(THE DATA)

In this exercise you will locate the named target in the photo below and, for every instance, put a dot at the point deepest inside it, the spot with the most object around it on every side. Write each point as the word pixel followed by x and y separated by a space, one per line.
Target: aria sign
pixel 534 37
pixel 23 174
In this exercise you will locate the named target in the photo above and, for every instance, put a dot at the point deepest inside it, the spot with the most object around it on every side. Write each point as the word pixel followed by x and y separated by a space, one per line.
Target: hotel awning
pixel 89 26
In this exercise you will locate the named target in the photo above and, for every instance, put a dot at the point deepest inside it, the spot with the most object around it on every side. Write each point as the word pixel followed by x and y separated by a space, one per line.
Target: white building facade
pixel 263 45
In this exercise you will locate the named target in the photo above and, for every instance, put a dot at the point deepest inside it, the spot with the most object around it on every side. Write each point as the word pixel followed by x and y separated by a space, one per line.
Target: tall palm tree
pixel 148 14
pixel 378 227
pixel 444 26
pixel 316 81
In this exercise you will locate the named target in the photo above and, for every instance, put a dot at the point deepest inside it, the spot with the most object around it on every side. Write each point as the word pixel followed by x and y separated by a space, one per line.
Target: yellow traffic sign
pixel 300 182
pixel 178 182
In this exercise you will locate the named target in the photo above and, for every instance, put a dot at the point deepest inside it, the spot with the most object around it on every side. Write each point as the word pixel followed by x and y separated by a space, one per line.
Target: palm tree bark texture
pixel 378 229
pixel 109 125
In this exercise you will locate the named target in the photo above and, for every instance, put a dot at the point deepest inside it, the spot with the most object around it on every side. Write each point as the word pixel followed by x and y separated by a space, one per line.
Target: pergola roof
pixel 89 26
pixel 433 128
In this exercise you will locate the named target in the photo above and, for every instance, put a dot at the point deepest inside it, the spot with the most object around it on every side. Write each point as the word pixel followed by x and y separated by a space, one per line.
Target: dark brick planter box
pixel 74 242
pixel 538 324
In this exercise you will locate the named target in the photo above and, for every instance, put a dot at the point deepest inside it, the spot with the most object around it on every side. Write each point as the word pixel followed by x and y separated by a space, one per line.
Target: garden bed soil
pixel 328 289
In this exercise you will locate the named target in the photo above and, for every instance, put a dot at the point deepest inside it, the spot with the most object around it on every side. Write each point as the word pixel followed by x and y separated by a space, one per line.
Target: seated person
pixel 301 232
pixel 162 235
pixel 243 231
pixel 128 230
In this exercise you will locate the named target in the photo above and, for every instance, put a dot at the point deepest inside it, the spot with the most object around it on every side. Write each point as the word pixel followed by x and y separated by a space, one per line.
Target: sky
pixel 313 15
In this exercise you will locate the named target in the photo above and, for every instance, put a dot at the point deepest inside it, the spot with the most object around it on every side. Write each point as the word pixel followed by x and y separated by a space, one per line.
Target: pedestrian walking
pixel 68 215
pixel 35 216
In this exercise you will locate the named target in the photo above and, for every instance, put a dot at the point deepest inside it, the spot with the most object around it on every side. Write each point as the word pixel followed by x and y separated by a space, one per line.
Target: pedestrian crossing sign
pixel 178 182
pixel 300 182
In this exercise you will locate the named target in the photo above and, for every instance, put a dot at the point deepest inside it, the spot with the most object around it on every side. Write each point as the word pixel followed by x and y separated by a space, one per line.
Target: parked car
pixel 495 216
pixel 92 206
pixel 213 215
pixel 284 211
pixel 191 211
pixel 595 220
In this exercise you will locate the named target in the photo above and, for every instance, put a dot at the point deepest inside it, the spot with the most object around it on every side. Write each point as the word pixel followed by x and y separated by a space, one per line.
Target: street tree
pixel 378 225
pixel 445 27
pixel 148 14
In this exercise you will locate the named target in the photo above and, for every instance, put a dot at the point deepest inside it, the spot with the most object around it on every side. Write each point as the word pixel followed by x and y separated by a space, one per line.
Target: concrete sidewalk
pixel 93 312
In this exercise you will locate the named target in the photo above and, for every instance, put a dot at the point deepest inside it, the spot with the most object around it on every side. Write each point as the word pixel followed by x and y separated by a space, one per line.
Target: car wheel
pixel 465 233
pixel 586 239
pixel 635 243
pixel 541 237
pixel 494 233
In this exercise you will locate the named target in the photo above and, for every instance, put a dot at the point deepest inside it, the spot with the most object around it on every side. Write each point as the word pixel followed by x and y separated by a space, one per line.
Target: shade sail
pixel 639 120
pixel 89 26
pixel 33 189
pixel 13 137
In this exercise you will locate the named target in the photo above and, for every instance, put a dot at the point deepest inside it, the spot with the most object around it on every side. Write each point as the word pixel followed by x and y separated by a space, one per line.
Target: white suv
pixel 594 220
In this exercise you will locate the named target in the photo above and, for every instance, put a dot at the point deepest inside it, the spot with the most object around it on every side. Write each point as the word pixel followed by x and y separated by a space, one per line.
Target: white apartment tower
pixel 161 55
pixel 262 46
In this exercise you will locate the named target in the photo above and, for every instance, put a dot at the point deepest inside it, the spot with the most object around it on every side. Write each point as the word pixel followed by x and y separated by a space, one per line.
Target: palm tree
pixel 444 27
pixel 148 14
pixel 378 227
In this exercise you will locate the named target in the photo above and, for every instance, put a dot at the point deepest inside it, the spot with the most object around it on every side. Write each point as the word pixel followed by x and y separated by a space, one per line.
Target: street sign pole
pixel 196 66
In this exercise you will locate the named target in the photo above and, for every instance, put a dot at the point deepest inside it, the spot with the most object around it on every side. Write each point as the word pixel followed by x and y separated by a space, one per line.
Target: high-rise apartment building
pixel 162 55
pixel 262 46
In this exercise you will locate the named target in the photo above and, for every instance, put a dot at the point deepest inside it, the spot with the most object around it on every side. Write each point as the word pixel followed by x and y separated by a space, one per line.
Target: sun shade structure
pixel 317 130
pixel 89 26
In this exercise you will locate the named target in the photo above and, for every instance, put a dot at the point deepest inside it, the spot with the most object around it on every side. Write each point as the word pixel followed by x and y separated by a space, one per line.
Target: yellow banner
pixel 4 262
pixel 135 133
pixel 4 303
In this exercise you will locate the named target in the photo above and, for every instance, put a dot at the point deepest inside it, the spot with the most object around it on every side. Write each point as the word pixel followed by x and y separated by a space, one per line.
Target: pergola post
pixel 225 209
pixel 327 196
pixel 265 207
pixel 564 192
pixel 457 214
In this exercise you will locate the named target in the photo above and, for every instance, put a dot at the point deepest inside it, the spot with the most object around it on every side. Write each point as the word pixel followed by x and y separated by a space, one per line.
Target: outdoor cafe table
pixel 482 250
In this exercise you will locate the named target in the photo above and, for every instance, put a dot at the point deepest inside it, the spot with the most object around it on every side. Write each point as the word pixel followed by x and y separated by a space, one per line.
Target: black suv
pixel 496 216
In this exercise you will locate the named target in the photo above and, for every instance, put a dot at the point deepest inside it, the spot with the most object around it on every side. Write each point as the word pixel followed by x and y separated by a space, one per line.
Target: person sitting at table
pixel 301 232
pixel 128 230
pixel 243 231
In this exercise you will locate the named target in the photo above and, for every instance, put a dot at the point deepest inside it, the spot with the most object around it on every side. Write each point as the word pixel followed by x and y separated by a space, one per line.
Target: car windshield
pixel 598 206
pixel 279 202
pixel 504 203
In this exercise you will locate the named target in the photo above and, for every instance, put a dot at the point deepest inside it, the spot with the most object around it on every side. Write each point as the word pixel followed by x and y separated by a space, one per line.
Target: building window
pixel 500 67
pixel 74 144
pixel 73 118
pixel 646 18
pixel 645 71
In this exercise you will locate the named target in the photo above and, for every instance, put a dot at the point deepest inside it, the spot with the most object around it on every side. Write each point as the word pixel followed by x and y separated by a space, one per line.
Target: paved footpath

(End THE DATA)

• TASK ITEM: An exact copy of the data is needed.

• ANSWER BOX:
In this exercise you will locate the named target in the photo below and, for every instance, put a dot at the point deepest inside it, the spot with the most object around it on every side. Write each point as the word pixel followed by x and y separated by a space, one per line.
Target: aria sign
pixel 534 37
pixel 23 174
In this exercise you will locate the named target in the photo above and, for every instance, put a dot at the point deepest inside it, the spot with the most object around it on every side. Write each point as the word pixel followed by x and y separated by a space, one per line.
Target: hotel awning
pixel 89 26
In this exercise you will locate the named target in the photo above and, for every instance, put a dot at the point deepest inside it, the spot with the most object around it on every side. Write each point as the word pixel followed by x and y separated by a space, one per line.
Target: white building facade
pixel 263 45
In this exercise you will locate the named target in the photo above and, for every instance, put a dot at the point deepest inside it, the spot with the most object around it on every side. Write each point as the word pixel followed by x and y separated by a space, one per line.
Target: tall palm tree
pixel 148 14
pixel 378 227
pixel 444 26
pixel 316 81
In this exercise you will locate the named target in the photo above and, for every instance, put a dot at the point deepest inside it, the spot with the most object around it on every side. Write each point as the word pixel followed by x and y separated by a space, one per line.
Target: yellow traffic sign
pixel 300 182
pixel 178 182
In this exercise you will locate the named target in the photo above and, for every instance, put a dot at the point deepest inside it, the spot with the most object around it on every side. Write each point as the word pixel followed by x and y separated by a space, one per line.
Target: palm tree bark texture
pixel 378 229
pixel 109 125
In this exercise you will locate the named target in the photo above and, for every instance, put a dot at the point deepest inside it, the spot with the most object around it on every side. Write each point as the word pixel followed by x and y separated by a space, one per line.
Target: pergola roof
pixel 89 26
pixel 433 128
In this exercise you will locate the named target in the photo above and, for every instance, put a dot at the point deepest inside it, the spot with the most object around it on every side. Write each point as the word pixel followed by x and y separated by a space, one per line.
Target: dark brick planter box
pixel 74 242
pixel 538 324
In this exercise you will locate the named target in the photo above and, for every instance, put a dot at the point deepest inside it, the spot with the most object around it on every side. Write each point as the word pixel followed by x and y separated by a space, one per line.
Target: garden bed soil
pixel 328 289
In this exercise you will locate the named target in the photo above and, for every instance, put a dot at the point deepest inside it, the spot with the most object around it on every side. Write each point as the word pixel followed by x and y separated by a space, one per line.
Target: seated person
pixel 301 232
pixel 162 235
pixel 243 231
pixel 128 230
In this exercise you will locate the named target in the photo above and, for every instance, put a dot at the point deepest inside it, the spot with the most object around it on every side. Write each point as the word pixel followed by x and y separated by a space, one per line.
Target: sky
pixel 313 15
In this exercise you will locate the named target in the photo above and, for every instance, put a dot at the point deepest inside it, the spot with the most object around it on every side. Write each point as the word pixel followed by x and y separated by a space, one per line.
Target: pedestrian walking
pixel 68 215
pixel 35 216
In this exercise you will locate the named target in the photo above and, for every instance, put a dot at the point deepest inside it, the spot with the most object around it on every side. Write each point as the word pixel followed by x and y separated by a space, one per line.
Target: pedestrian crossing sign
pixel 178 182
pixel 300 182
In this exercise you will locate the named target in the photo above and, for every instance, put a dot at the point deepest inside it, the spot with the most object around it on every side. Write each point as the word pixel followed by x and y separated by a space, one per line.
Target: parked car
pixel 495 216
pixel 92 206
pixel 213 215
pixel 284 211
pixel 191 211
pixel 595 220
In this exercise you will locate the named target in the photo above and, for every instance, put a dot at the point deepest inside it, the spot with the most object around it on every side. Write each point as the word pixel followed by x and y separated by a space, one per line.
Target: street tree
pixel 378 225
pixel 445 27
pixel 148 14
In this exercise you will locate the named target in the photo above and, for every instance, put a dot at the point deepest inside it, the spot with the most object around it on every side. Write each point as the word pixel followed by x and y separated by a space, one per line.
Target: concrete sidewalk
pixel 93 312
In this exercise you will locate the named target in the photo above and, for every instance, put a dot at the point deepest inside it, the spot with the most object around it on every side. Write each point as the word pixel followed by x and y separated by a space, one per line.
Target: car wheel
pixel 465 233
pixel 586 239
pixel 635 243
pixel 541 237
pixel 494 233
In this exercise you will locate the named target in the photo above and, for every instance, put a dot at the point deepest inside it, the spot with the most object around it on every side. Write each point as the word pixel followed by x and y separated by a space, one per line.
Target: shade sail
pixel 639 120
pixel 89 26
pixel 33 189
pixel 13 137
In this exercise you will locate the named target in the photo above and, for every instance, put a dot at the point deepest inside it, the spot with the most object around it on every side. Write each point as the word pixel followed by x and y separated by a space, one per line.
Target: white suv
pixel 594 220
In this exercise you will locate the named target in the photo above and, for every instance, put a dot at the point deepest inside it, the spot with the most object around it on every side. Write each point as the word pixel followed by x and y separated by a space, one per line.
Target: white apartment tower
pixel 161 55
pixel 262 46
In this exercise you will locate the named target in the photo above and, for every instance, put a dot at the point deepest inside it, the spot with the most object around it on every side. Write each point as the word pixel followed by x and y separated by a space, one per line.
Target: palm tree
pixel 444 27
pixel 148 14
pixel 378 227
In this exercise you will locate the named target in the photo above and, for every instance, put a dot at the point deepest inside it, the spot with the most object around it on every side. Write each point as the word pixel followed by x and y separated by a space, one per line.
Target: street sign pole
pixel 196 66
In this exercise you will locate the named target in the photo above and, for every instance, put a dot at the point deepest inside it, the spot with the most object around it on every side. Write each point as the word pixel followed by x and y separated by a space, one per line.
Target: high-rise apartment building
pixel 162 55
pixel 262 46
In this exercise you will locate the named target in the photo above and, for every instance, put a dot at the point deepest inside it, the spot with the most object around it on every side. Write each point as the word pixel followed by x and y separated by a space, one per line.
Target: sun shade structure
pixel 317 130
pixel 89 26
In this exercise you will locate the named target in the photo above and, for every instance, put a dot at the point deepest inside it, the spot with the most object around it on every side. Write each point as the word pixel followed by x and y separated by a space, one per line.
Target: yellow banner
pixel 4 262
pixel 135 133
pixel 4 303
In this exercise you will locate the named target in the photo above and, for every instance, put a dot at the point deepest inside it, the spot with the most object around it on every side. Write each point as the word pixel followed by x and y separated by a space, one per line.
Target: pergola post
pixel 225 209
pixel 327 196
pixel 265 207
pixel 564 192
pixel 457 214
In this exercise you will locate the named target in the photo above and, for every instance, put a dot at the point deepest inside it, the spot with the most object around it on every side. Write each point as the word pixel followed by x and y separated by a space, one per line.
Target: outdoor cafe table
pixel 482 250
In this exercise you will locate the named target in the photo above and, for every instance, put a dot at the point deepest inside it, the spot with the most object around it on every side. Write each point as the word pixel followed by x and y separated by a space, one per line.
Target: black suv
pixel 496 216
In this exercise you will locate the named target in the photo above and, for every instance, put a dot at the point deepest inside it, the spot with the most object around it on every side. Write each point as the word pixel followed by x and y separated by a space, one per line.
Target: person sitting at table
pixel 301 232
pixel 128 230
pixel 243 231
In this exercise you will locate the named target in the photo above and, for every instance, put a dot at the point deepest inside it, the spot with the most object around it on every side. Write each point as the word pixel followed by x and y separated by a space, one per line.
Target: car windshield
pixel 598 206
pixel 279 202
pixel 504 203
In this exercise you will locate the named target in the photo above and, for every instance, put a dot at the point deepest inside it, the spot with the most object around it on every side. Write each point as the word pixel followed by x and y separated by a space, one per line.
Target: building window
pixel 500 67
pixel 74 144
pixel 73 118
pixel 646 18
pixel 645 71
In this exercise you will locate the named target in the photo above and, for every instance, put a dot at the point deepest inside it, the spot with the most object around it on every side. Write each point as the word pixel followed by x and y separated by a space, one per line.
Target: paved footpath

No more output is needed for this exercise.